Given exercise » Count the lines below that contain the string "white" and give only the number.

Excerpt from a dataset:

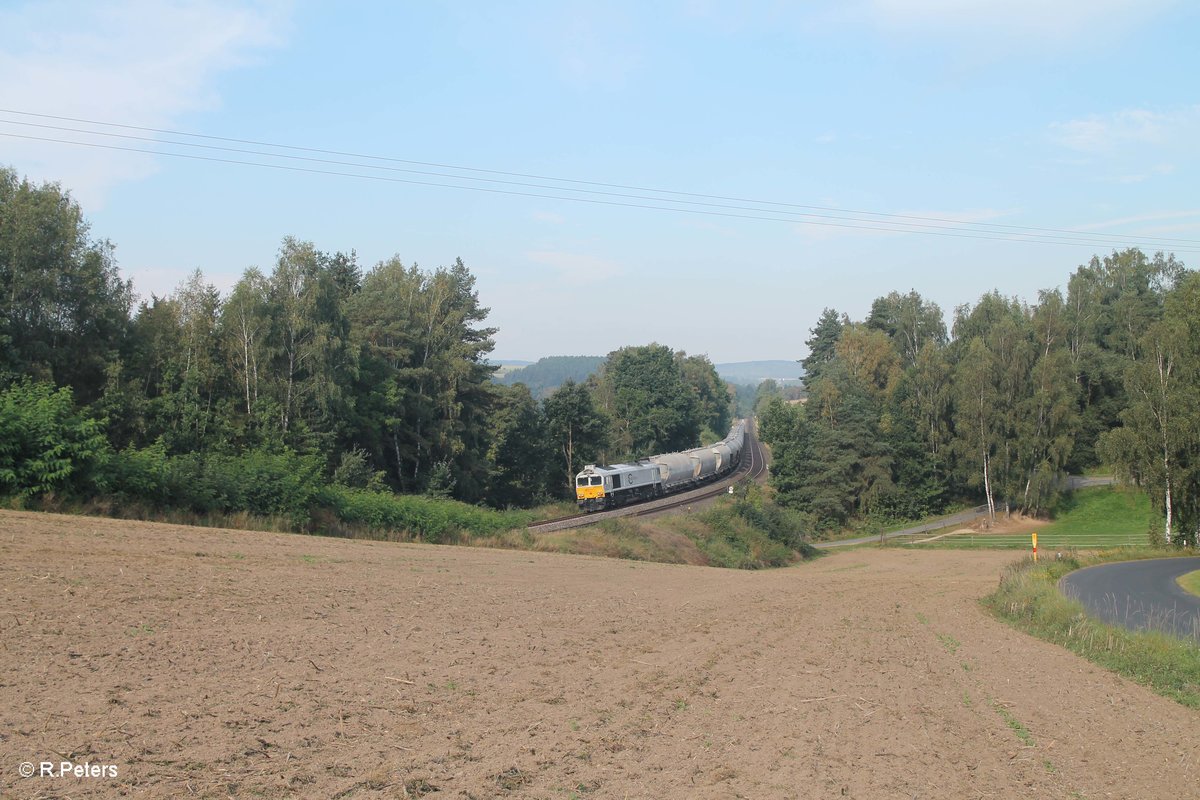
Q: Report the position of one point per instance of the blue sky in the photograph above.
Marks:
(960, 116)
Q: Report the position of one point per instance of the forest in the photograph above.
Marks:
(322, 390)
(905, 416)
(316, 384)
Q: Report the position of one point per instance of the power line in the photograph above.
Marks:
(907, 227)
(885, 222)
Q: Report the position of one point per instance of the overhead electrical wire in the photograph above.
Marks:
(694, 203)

==

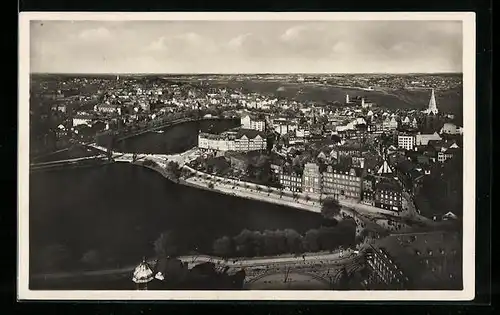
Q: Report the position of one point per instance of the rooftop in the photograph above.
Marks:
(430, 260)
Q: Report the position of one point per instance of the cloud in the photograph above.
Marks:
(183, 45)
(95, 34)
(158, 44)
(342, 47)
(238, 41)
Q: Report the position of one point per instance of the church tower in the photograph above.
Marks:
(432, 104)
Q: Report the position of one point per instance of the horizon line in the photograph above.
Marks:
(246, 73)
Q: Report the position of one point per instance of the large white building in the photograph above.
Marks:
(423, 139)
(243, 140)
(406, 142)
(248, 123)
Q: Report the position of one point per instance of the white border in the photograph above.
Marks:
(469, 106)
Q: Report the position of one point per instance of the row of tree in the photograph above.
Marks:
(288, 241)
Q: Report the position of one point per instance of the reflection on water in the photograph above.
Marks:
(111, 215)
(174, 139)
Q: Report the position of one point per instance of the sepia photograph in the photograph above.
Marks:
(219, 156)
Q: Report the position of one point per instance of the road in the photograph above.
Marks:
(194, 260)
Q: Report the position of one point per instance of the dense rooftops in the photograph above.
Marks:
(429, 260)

Solved exercise » 2